» **Entries from a pointing dataset**
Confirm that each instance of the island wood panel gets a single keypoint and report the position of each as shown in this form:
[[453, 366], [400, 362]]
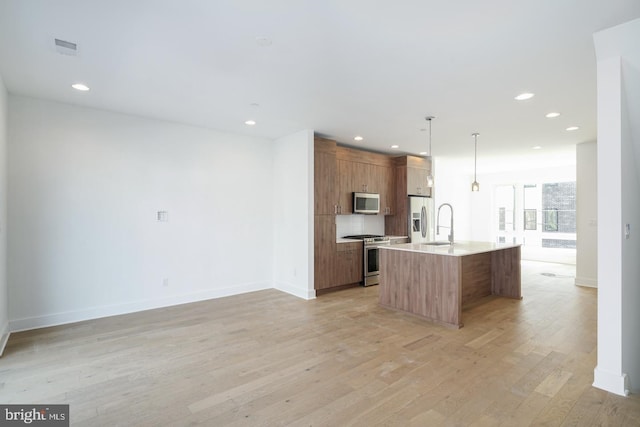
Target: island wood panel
[[505, 267], [476, 277], [427, 286]]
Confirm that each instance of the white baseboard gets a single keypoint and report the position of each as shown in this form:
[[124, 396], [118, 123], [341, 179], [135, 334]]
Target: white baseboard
[[132, 307], [613, 383], [586, 282], [4, 337], [296, 291]]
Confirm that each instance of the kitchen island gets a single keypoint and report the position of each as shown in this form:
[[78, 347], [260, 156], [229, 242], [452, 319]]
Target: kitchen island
[[436, 281]]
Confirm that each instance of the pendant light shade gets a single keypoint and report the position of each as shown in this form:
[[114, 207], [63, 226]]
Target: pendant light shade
[[430, 176], [475, 186]]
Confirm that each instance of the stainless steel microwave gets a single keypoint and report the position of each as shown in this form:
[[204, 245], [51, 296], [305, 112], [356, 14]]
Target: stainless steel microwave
[[366, 203]]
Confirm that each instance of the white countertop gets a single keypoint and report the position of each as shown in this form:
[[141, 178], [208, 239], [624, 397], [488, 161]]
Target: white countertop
[[457, 249], [343, 240]]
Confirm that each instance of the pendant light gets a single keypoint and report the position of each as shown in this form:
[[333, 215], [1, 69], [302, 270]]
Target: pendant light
[[430, 176], [475, 186]]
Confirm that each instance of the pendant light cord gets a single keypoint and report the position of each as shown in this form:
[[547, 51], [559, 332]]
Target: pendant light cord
[[475, 156]]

» **What the task asks**
Copy out every one of the entries with each "keypoint" swapped for "marker", changing nothing else and omitting the pictures.

» **Task answer**
Confirm that each instance of the island wood panel gets a single marker and report the position of each as shown in this form:
[[453, 366], [400, 362]]
Target: island wood panel
[[505, 267], [476, 277], [427, 286]]
Confirm that each instance of the white baseboard gets a single marker and report the position of each as shown in this form:
[[124, 396], [118, 123], [341, 179], [135, 334]]
Target: white baseboard
[[132, 307], [613, 383], [586, 282], [4, 337], [296, 291]]
Confirm that each instance of the kitchen island gets a single marker and report the position of each as shown in this form:
[[78, 347], [260, 156], [229, 242], [452, 319]]
Target: kitchen island
[[436, 281]]
Confirm that each instance of the pendant light shade gets a single marker and report the position of each as shown in this form:
[[114, 207], [63, 226]]
Target: pendant light shade
[[430, 176], [475, 186]]
Confirm that each instance of the stainless steel microwave gets a single marker and report the position of each as shown in this form:
[[204, 245], [51, 296], [305, 112], [356, 14]]
Target: stainless steel microwave
[[366, 203]]
Confirm that each instance of the white countertop gets a single marker and report the position of each as shown in this form:
[[141, 178], [208, 239], [624, 397], [488, 161]]
Target: white countertop
[[457, 249], [343, 240]]
Confirm that each instance of the pendant light gets a single marker and report the position of each as shown in this form:
[[333, 215], [1, 69], [302, 270]]
Target: pendant light
[[430, 176], [475, 186]]
Confirm that each instance of the pendant light cord gets a single marker and report the position of each as shown in this form:
[[547, 51], [559, 332]]
Target: pendant light cord
[[475, 156]]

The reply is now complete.